» **Task objective**
Recast the entries below as a numbered list, from the first line through the line holding "<point>322,215</point>", inclusive. Leave out blank lines and the pictures.

+++ Given records +++

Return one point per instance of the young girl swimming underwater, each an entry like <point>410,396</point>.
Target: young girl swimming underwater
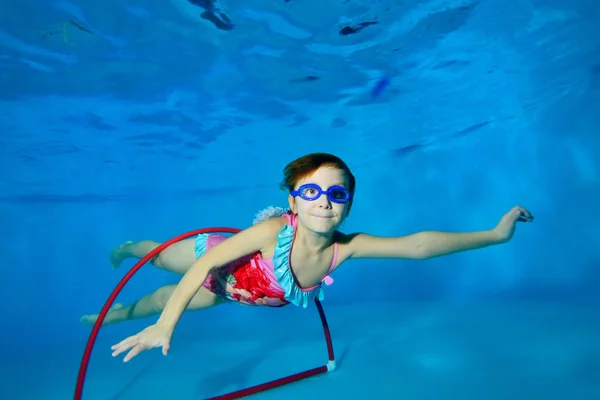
<point>285,257</point>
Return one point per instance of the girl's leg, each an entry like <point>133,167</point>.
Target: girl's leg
<point>178,257</point>
<point>153,304</point>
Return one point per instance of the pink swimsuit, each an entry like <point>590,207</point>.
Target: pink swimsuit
<point>254,280</point>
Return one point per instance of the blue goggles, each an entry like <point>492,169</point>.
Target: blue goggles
<point>311,192</point>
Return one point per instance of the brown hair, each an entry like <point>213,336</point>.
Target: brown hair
<point>306,165</point>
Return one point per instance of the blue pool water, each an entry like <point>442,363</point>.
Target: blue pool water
<point>143,120</point>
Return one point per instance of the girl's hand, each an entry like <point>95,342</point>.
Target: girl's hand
<point>153,336</point>
<point>507,225</point>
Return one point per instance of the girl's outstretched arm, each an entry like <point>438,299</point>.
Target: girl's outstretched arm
<point>430,244</point>
<point>251,240</point>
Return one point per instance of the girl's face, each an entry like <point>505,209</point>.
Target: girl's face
<point>322,215</point>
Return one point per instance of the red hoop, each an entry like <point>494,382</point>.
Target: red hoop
<point>330,366</point>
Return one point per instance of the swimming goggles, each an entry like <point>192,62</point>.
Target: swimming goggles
<point>312,192</point>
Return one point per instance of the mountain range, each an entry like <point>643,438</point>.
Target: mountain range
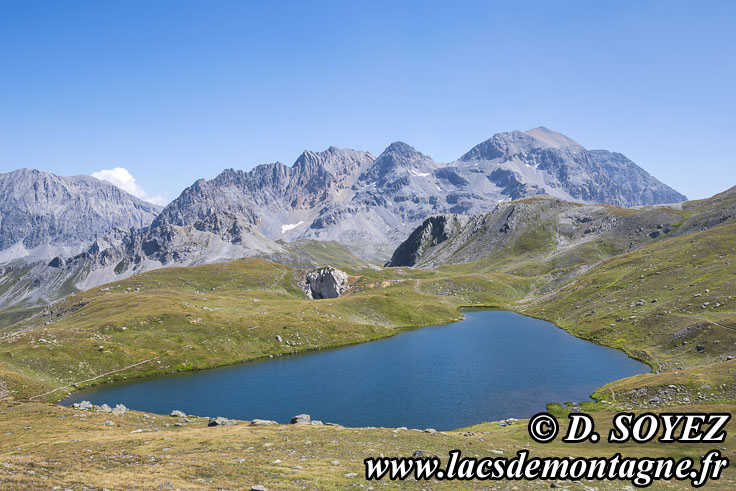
<point>79,232</point>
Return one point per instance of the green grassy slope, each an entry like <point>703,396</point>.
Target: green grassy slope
<point>671,304</point>
<point>177,319</point>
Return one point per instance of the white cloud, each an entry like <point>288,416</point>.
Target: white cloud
<point>120,177</point>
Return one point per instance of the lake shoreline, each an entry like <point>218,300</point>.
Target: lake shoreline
<point>556,384</point>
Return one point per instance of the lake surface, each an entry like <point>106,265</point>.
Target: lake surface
<point>492,365</point>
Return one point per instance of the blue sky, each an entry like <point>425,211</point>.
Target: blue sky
<point>174,91</point>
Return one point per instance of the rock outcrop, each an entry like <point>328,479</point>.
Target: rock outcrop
<point>326,283</point>
<point>370,204</point>
<point>43,215</point>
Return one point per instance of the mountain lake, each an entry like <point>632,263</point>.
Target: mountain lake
<point>490,366</point>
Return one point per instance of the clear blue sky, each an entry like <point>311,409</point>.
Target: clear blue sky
<point>178,90</point>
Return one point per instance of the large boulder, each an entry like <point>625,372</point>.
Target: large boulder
<point>301,419</point>
<point>326,283</point>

+++

» **Exercise output**
1. Return one point per instance of the young girl swimming underwater, each an entry like <point>410,396</point>.
2. Target: young girl swimming underwater
3. <point>285,257</point>
4. Return one point per instance of the girl's leg, each an entry like <point>133,167</point>.
5. Target: girl's leg
6. <point>178,257</point>
7. <point>153,304</point>
8. Return one point per instance of the pink swimsuit, each an entry like <point>590,207</point>.
9. Target: pink swimsuit
10. <point>254,280</point>
11. Return one point per instance of the blue goggles, each an entry like <point>492,169</point>.
12. Target: blue goggles
13. <point>311,192</point>
14. Return one point per instance of the brown hair, each an entry like <point>213,336</point>.
15. Target: brown hair
16. <point>306,165</point>
17. Return one point per instance of the blue pool water, each an entry like <point>442,363</point>.
18. Target: blue pool water
19. <point>143,120</point>
20. Return one point per instance of the girl's hand, each an entry like <point>95,342</point>.
21. Target: girl's hand
22. <point>153,336</point>
23. <point>507,225</point>
24. Return one point per instance of the girl's outstretched arm, each an entry like <point>438,299</point>.
25. Target: girl's outstretched arm
26. <point>430,244</point>
27. <point>251,240</point>
28. Return one point per instance of the girl's face, each an entry like <point>505,209</point>.
29. Target: girl's face
30. <point>322,215</point>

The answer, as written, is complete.